**YOUR GOAL:**
Answer these questions from the Kabul visa processing update below:
(a) On what date was it last updated?
(b) To what are the Department of State's efforts devoted?
(c) Who may request that their case be transferred to the nearest U.S. Embassy or Consulate?

Update on Visa Processing at U.S. Embassy Kabul
Last Updated: August 24, 2021
The consular section at the U.S. Embassy in Kabul is closed. Nonimmigrant visa appointments remain unavailable and all immigrant visa appointments, including Special Immigrant Visas (SIVs), at the Embassy have been cancelled.
The Department of State’s efforts are devoted to evacuations at Hamid Karzai International Airport (HKIA). Our first priority is U.S. citizens and lawful permanent residents (LPRs) of the United States, along with eligible family members. We are also prioritizing several other categories of people, including our locally employed staff; personnel from partner nations and international organizations with whom we have agreements; Afghan Special Immigrant Visa holders and applicants; certain immigrant visa applicants; Afghans who would be eligible for P1/P2 refugee programs; and certain Afghans at risk.
Immigrant visa applicants, including Special Immigrant Visa applicants, should continue monitoring official U.S. Government websites, including travel.state.gov, for updated information. Immigrant visa applicants outside of Afghanistan may request their case be transferred to the nearest U.S. Embassy or Consulate to complete processing. To request a case transfer, please submit a request to the National Visa Center via this form: https://nvc.state.gov/inquiry.

**COLLECTED DATA:**
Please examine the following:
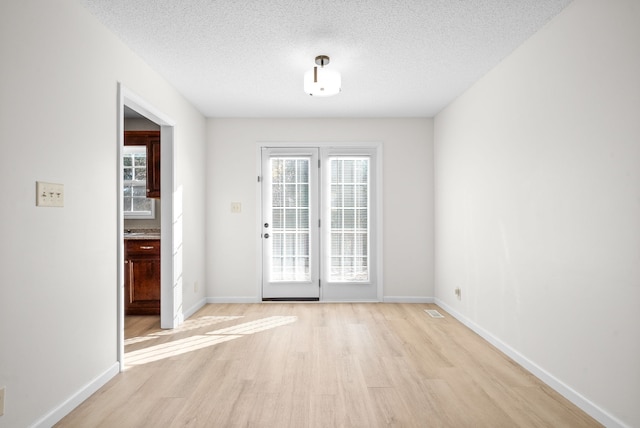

**TASK ANSWER:**
(a) August 24, 2021
(b) Evacuations at Hamid Karzai International Airport (HKIA)
(c) Immigrant visa applicants outside of Afghanistan